→ **PROBLEM DESCRIPTION**
Reproduce exactly the lines from the line containing "Target phrase: red tile roof" through the end of the records below, including both ends, and nothing else.

(Collected data entries)
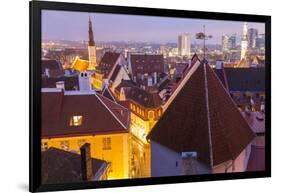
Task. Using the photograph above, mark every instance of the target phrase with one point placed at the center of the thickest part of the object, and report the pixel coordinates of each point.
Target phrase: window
(106, 143)
(150, 115)
(64, 145)
(81, 142)
(76, 120)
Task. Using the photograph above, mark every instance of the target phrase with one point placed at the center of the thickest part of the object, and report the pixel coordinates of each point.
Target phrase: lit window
(81, 142)
(150, 115)
(76, 120)
(64, 145)
(159, 113)
(44, 146)
(106, 143)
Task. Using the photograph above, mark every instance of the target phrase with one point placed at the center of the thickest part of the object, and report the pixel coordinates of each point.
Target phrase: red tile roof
(100, 115)
(257, 159)
(256, 120)
(140, 96)
(203, 118)
(147, 63)
(107, 62)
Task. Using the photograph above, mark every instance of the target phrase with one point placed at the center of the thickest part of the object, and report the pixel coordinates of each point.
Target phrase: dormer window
(76, 120)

→ **PROBLEM SOLUTION**
Target phrase: red tile roof
(100, 115)
(257, 159)
(256, 120)
(140, 96)
(203, 118)
(147, 63)
(107, 62)
Task. Using the photograph above, mark every instance of the target phrase with one point placed at the center of the thickest part of the object, and report the pixel coordinates of each point.
Target phrase: dormer window
(76, 120)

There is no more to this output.